Task requirements –
Pick up the news article about Baltimore waiting on NFL teams that might relocate, and continue it from its last line.

Page extract –
# # # # # # #

The Anaheim City Council discussed the Rams at a meeting Tuesday and agreed to form a committee next Tuesday to meet with Shaw.

"We don't know what the Rams want. I'm willing to listen to what they're asking, but I would not give away the store. We have obligations to the citizens of Anaheim," Councilman Irv Pickler said.

Shaw, who has not returned phone calls the past two weeks, has said publicly only that he'll explore all options at the end of the season.

A source close to the Rams says owner Georgia Frontiere will wait until the Patriots decide before making up her mind. Once the Patriots make a move, it could be easier for her to follow. If the league were letting one team move, it probably would have a harder time saying no to another.


Another owner interested in moving but likely to wait is Davis, who says officials of the Los Angeles Coliseum never lived up to promises they made when the Raiders arrived from Oakland.

He's likely to wait to see what the Rams do. If they leave and he has the Los Angeles market to himself, he might have more leverage for a better stadium deal. If the Rams stay, he might be more likely to move.

Another team in a holding pattern is the Tampa Bay Buccaneers. Owner Hugh Culverhouse has cancer, and the team is expected to be sold to the highest bidder after his death. Culverhouse has not indicated a desire to sell the team himself.

If a team is for sale, it's uncertain which Baltimore group would be interested in buying it.

Joel Glazer, a son of Florida businessman Malcolm Glazer, said: "Our strategy is we're doing nothing right now." Leonard "Boogie" Weinglass, who is dealing with financial problems at his clothing company, Merry-Go-Round, didn't return a phone call. Alfred Lerner, the Cleveland Browns minority owner who was the late entry in the Baltimore sweepstakes, has yet to comment.

This leaves Baltimore playing the waiting game as teams look at ramifications of moving in the off-season. Although Herbert J. Belgrad, chairman of the Maryland Stadium Authority, said he's "cautiously optimistic" that he'll have a favorable report to make in mid-February, it's uncertain what will happen if none of the various teams interested in moving has decided by then.


Belgrad said he updated the legislators Tuesday on the teams interested in moving.

He said he's having discussions with teams but wouldn't characterize them as negotiations.

"At this point, no one has closed the door," he said.

# # # # # # #

Record excerpts –

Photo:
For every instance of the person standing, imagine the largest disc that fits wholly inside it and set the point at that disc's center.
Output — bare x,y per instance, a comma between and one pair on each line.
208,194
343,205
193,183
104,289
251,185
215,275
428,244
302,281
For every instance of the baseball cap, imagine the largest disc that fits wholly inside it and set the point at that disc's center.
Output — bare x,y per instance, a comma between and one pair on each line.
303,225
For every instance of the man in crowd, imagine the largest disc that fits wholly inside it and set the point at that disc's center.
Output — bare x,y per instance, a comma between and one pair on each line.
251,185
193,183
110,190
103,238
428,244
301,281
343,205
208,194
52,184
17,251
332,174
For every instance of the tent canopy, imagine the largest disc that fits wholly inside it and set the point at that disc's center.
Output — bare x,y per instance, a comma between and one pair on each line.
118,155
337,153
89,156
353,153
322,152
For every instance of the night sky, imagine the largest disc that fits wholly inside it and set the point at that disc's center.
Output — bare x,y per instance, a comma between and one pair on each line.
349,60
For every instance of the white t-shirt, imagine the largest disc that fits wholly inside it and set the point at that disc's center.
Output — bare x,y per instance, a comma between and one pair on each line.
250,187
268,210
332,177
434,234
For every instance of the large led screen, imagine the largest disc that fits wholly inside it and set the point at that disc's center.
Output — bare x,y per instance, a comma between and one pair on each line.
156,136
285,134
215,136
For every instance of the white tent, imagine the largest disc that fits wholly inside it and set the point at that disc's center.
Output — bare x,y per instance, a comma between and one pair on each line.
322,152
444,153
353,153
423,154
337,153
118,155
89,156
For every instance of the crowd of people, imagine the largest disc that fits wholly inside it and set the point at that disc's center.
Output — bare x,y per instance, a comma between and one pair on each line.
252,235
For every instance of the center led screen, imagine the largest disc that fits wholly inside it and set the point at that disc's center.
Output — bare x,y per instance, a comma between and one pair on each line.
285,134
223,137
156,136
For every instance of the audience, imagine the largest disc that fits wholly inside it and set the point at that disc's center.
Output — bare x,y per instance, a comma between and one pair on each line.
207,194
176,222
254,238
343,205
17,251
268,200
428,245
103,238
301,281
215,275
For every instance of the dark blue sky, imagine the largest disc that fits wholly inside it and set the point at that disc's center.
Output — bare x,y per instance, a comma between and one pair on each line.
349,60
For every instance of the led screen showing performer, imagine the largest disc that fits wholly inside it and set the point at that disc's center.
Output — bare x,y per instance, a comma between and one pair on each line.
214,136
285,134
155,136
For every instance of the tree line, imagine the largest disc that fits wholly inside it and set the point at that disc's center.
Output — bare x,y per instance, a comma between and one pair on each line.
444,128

# # # # # # #

Output of the exercise –
Senate President Thomas V. Mike Miller Jr. said this week that if there is a "viable opportunity, a viable chance, within 60 days, then we're going to ask them to continue on with their discussions."

Miller would not be specific, however, on what constituted a viable opportunity; that apparently will be up to the General Assembly.

There's a danger, though, that the pro-Redskins faction in the legislature could withdraw the funding for a football stadium at Camden Yards, which would doom Baltimore's chances.


One league source, who is sympathetic to Baltimore's hopes, said: "It would be a tragedy if the funding were pulled when Baltimore still had a chance to get a team, because [Redskins owner] Jack Kent Cooke wants both markets for himself. That area can support two teams."

One owner, Dan Rooney of the Pittsburgh Steelers, said he didn't see a problem with teams at Laurel and Camden Yards.

"We already have two teams sharing a stadium [Giants Stadium in East Rutherford, N.J.]," he said.


The status of the four NFL teams that appear most likely to move:

New England Patriots: Owner James Busch Orthwein probably would sell the team to an out-of-town bidder if the Massachusetts legislature doesn't approve a stadium-convention center complex before the session ends Jan. 4.


Los Angeles Rams: Owner Georgia Frontiere is likely to wait until after the Patriots make their decision before she decides whether she wants to move.

Los Angeles Raiders: Owner Al Davis is expected to wait until the Rams decide whether they want to leave Los Angeles before he makes up his mind whether to move.

Tampa Bay Buccaneers: Owner Hugh Culverhouse, who is fighting cancer, has trustees in place who are charged with selling the team to the highest bidder after his death.